Point localization data:
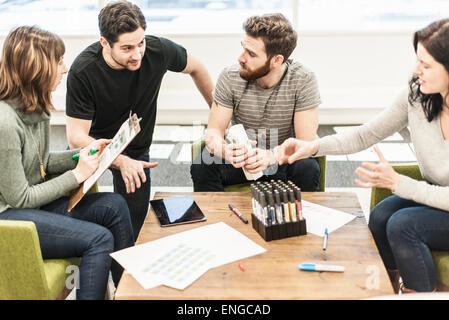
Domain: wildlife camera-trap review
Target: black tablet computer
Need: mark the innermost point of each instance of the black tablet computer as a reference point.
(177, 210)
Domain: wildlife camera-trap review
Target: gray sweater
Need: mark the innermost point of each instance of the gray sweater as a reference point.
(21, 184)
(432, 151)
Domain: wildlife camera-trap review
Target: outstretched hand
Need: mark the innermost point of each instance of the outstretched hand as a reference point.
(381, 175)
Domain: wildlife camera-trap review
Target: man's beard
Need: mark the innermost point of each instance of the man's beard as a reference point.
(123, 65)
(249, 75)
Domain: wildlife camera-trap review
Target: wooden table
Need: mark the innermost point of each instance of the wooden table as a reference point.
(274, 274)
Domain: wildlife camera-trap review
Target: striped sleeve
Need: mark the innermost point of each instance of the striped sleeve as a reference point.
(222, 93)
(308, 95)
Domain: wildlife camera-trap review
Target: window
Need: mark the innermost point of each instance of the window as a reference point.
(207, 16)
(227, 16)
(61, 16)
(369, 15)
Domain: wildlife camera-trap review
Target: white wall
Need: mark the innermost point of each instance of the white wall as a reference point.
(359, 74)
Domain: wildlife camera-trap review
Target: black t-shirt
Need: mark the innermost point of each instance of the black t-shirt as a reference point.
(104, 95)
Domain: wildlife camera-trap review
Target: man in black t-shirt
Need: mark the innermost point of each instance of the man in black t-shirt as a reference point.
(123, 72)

— Required action —
From the first line to the last, copy the records above exactly and leave out the pictures.

— Exercise solution —
Domain: wildlife camera-trap review
Target: black tablet computer
Need: mark the innermost point of each instance of the black tablet computer as a reference point.
(177, 210)
Domain: wildlife camera-trap review
Target: gray sweater
Need: mark the innermost point of each instance of the gray sweater as a reference point.
(21, 184)
(432, 151)
Domain: wildlife camera-trap review
Target: outstretched hand
Need: mark the innermost point of each instance of the outstretched hand as a reference point.
(381, 175)
Domain: wildlife camera-trap review
Target: man's beard
Need: mark the innermost point of each instance of the man's beard as a reference point.
(123, 65)
(249, 75)
Domain: wildlife camera-trap review
Target: wooden table
Need: mark the innermost point of each instance of the wooden table as a reference point.
(274, 274)
Domain: wildlife camera-trap review
Target: striped sleeve
Need: mark the innermost point of each instance of the striped sleeve as a reference point.
(222, 93)
(308, 95)
Domain: wildlife camera-trap review
Target: window
Need: mark the innermost point of each instance of the window as a reference point.
(207, 16)
(227, 16)
(61, 16)
(369, 15)
Domain: wildlife camera-trap review
Target: white wall
Need: mark the innermost point of each instance of the white wall as a reference point.
(359, 74)
Domain: wildlife camera-trap review
Target: black t-shirt
Need: mark the innermost point of each instance of the black t-shirt as a reference point.
(104, 95)
Domain: wildlife camera-trap review
Target: man in black t-shirt
Need: mark the innermost point of each instance of the man in black t-shirt as a reference point.
(123, 72)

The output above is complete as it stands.